§ **Excerpted data**:
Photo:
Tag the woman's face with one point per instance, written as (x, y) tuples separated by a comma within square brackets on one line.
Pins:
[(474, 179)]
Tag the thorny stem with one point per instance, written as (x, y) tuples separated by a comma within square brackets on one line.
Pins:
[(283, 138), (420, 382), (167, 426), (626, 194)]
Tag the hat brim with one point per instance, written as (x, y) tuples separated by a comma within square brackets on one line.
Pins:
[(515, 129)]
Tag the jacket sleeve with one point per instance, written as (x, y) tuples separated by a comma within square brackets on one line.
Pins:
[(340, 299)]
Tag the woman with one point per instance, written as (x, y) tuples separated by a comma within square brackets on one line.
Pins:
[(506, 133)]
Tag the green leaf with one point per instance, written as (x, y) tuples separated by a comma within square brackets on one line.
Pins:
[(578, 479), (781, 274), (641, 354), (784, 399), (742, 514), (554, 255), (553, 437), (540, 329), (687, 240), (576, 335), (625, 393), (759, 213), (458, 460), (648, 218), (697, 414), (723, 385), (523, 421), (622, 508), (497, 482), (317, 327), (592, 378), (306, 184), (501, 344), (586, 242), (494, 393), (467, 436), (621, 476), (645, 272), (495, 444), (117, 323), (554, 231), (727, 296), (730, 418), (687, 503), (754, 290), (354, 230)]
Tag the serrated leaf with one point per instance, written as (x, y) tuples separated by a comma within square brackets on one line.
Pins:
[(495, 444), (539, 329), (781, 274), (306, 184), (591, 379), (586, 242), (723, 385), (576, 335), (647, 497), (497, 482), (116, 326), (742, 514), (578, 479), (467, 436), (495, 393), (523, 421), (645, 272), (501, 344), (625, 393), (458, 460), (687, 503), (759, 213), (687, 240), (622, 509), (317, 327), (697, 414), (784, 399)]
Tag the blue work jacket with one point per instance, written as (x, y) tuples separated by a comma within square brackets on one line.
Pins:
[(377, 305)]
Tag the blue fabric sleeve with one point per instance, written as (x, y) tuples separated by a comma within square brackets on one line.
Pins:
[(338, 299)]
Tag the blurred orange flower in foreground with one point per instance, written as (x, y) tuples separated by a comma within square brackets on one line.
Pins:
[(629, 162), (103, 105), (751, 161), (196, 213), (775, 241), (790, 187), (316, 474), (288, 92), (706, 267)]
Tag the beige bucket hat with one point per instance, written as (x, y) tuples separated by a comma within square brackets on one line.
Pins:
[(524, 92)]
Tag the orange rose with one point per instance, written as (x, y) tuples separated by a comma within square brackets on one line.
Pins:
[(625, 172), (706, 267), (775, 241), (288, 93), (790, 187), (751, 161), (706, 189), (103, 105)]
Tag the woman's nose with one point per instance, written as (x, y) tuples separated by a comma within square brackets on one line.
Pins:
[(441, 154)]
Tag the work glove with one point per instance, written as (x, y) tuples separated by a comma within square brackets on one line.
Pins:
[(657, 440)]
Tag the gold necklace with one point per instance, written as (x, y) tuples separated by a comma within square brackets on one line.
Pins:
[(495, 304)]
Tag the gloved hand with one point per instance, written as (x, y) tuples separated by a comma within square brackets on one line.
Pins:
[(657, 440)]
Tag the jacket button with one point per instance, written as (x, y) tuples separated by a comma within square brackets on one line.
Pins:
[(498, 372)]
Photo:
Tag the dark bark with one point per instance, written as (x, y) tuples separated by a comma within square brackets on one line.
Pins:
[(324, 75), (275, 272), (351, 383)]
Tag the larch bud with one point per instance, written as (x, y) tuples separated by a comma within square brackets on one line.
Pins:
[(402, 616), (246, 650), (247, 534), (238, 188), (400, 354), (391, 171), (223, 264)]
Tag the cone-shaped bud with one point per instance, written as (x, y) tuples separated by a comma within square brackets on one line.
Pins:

§ **Instructions to follow**:
Copy all of the entries above word for word, keeping every line unchanged.

§ **Result of the exercise**:
Photo:
Tag the woman's face with one point per instance, written as (x, y) tuples separated by a comma within square brackets on one line.
Pins:
[(474, 179)]
Tag the thorny stem with one point per instance, written as (x, y) tuples separated by a comma within square brackets on one line.
Pins:
[(283, 138), (420, 382), (167, 426), (626, 194)]
Tag the hat brim with one point per instance, written as (x, y) tuples separated by a comma within square brackets on one line.
Pins:
[(515, 129)]
Tag the jacket sleeve with one point per instance, written as (x, y) tuples separated by a comma within square brackets on one line.
Pins:
[(340, 299)]
Tag the woman with one point per instance, written as (x, y) tuples separated by a comma within square brackets on one line.
Pins:
[(506, 133)]
Tag the green leaf with one point per instance, written as (x, y) tuples separated by a comma within square brackets on one line.
Pins:
[(578, 479), (781, 274), (641, 354), (784, 399), (742, 514), (554, 255), (553, 437), (540, 329), (687, 240), (576, 335), (625, 393), (759, 213), (458, 460), (648, 218), (697, 414), (723, 385), (523, 421), (622, 508), (497, 482), (317, 327), (592, 378), (306, 184), (501, 344), (586, 242), (494, 393), (467, 436), (621, 476), (645, 272), (495, 444), (117, 323), (554, 231), (727, 296), (730, 418), (687, 503), (754, 290), (354, 230)]
Tag the serrated leaf with one point per instance, written as (x, y) tuples separated by a comma within square brackets on one line.
Pins:
[(495, 444), (539, 329), (781, 274), (306, 184), (591, 379), (586, 242), (723, 385), (576, 335), (647, 497), (497, 482), (116, 326), (742, 514), (578, 479), (467, 436), (495, 393), (523, 421), (645, 272), (501, 344), (625, 393), (458, 460), (687, 503), (759, 213), (687, 240), (622, 509), (317, 327), (697, 414), (784, 399)]
Tag the blue work jacket with one point per instance, written as (x, y) tuples separated by a comma within square brackets on one line.
Pins:
[(377, 305)]
Tag the blue fabric sleeve with one point per instance, written as (x, y) tuples separated by a comma within square brackets on one line.
Pins:
[(338, 299)]
Tag the blurred orange flower in foreground with one point per instance, written as (x, y) tuples separated by a comma within square brackets on one line.
Pins:
[(629, 162), (103, 105), (751, 161), (196, 213), (775, 241), (790, 187), (316, 474), (288, 92), (706, 267)]
Tag the beige bucket hat with one point per instance, written as (x, y) tuples separated by a comma within square brackets on one line.
Pins:
[(524, 92)]
Tag the orange rose with one point per instance, written as (x, y) tuples separated by a comma within square brackets on one line.
Pins:
[(625, 172), (706, 267), (775, 241), (288, 93), (790, 187), (751, 161), (706, 189), (103, 105)]
Tag the woman's nose with one point per instance, written as (x, y) tuples separated by a comma within square brackets on one line.
Pins:
[(441, 154)]
Tag the work glove with one point per instance, written as (x, y) tuples separated by a comma within square brackets on one line.
Pins:
[(657, 440)]
Tag the gold necklace with one point per instance, written as (x, y) tuples separated by a comma within square brackets on one line.
Pins:
[(495, 304)]
Tag the gloved hand with one point per instance, written as (x, y) tuples separated by a comma within square brackets on one line.
Pins:
[(657, 440)]
Tag the jacket button with one point per instance, written as (x, y) tuples separated by a comma within square brackets on one line.
Pins:
[(498, 372)]
Photo:
Tag the dark bark with one point per instance, written as (x, y) tuples separated by a comma within square brackets on one line.
Pins:
[(324, 75), (275, 272), (351, 383)]
Tag the larch bud with one point per instance, written as (x, y) tuples separated by a comma within square brackets on one line.
Pins:
[(402, 616), (246, 650), (247, 534), (238, 188), (400, 354), (391, 171), (223, 264)]
Tag the cone-shaped bud with one point per instance, written as (x, y) tuples separated by a comma within square brackets on one line.
Pins:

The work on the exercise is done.